Excerpted data
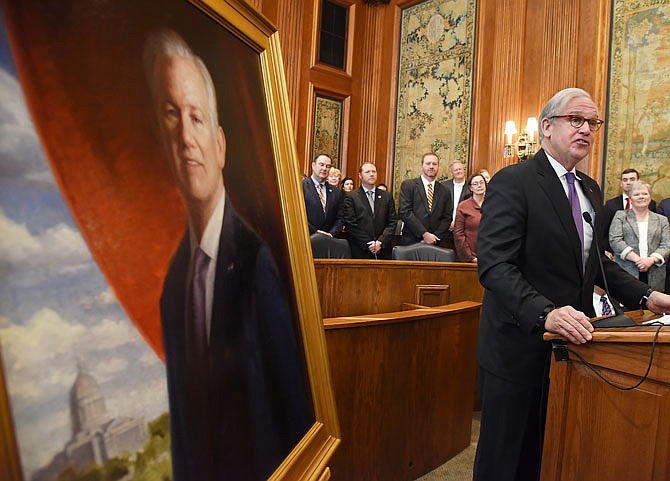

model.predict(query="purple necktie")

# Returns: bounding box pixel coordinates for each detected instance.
[566,172,584,261]
[600,296,612,316]
[188,247,211,367]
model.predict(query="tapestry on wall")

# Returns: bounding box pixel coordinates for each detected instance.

Directions
All of the entries above are to be restated word for word, minus the images.

Response box
model.predict(query="purple necktie")

# Returns: bounding box pixel coordinates for each detected instance.
[566,172,584,261]
[600,296,612,316]
[188,247,211,367]
model.predict(query="tapestry on wall")

# Returns: bounding box pixel coordinates for each detected instance.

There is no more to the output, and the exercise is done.